EXERCISE BRIEF
Which lines in the items below contain the string "black", matching case exactly? Report each such line in full.
═══ EXTRACTED INFORMATION ═══
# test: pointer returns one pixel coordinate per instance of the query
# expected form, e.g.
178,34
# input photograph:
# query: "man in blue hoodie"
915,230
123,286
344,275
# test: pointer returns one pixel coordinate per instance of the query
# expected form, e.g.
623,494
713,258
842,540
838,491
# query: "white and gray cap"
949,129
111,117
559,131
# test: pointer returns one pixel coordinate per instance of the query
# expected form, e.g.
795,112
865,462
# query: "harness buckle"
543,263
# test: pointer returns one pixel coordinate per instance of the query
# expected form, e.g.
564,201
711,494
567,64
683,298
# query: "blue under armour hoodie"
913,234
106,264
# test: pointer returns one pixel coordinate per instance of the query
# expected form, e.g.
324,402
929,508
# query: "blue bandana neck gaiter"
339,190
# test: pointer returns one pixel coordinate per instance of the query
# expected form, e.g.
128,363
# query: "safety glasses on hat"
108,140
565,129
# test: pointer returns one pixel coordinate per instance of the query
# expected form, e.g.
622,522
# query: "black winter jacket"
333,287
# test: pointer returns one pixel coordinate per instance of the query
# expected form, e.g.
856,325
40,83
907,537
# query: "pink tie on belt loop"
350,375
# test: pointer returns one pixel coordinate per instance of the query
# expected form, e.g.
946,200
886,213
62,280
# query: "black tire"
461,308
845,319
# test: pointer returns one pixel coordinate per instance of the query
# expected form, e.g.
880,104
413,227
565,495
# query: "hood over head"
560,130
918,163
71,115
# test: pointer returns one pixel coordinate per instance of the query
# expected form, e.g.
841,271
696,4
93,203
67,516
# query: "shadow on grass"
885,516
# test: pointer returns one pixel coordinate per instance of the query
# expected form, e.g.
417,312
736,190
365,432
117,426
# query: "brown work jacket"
═══
RESULT OF THE EXERCISE
# query: "black winter jacket"
# query: "black tire"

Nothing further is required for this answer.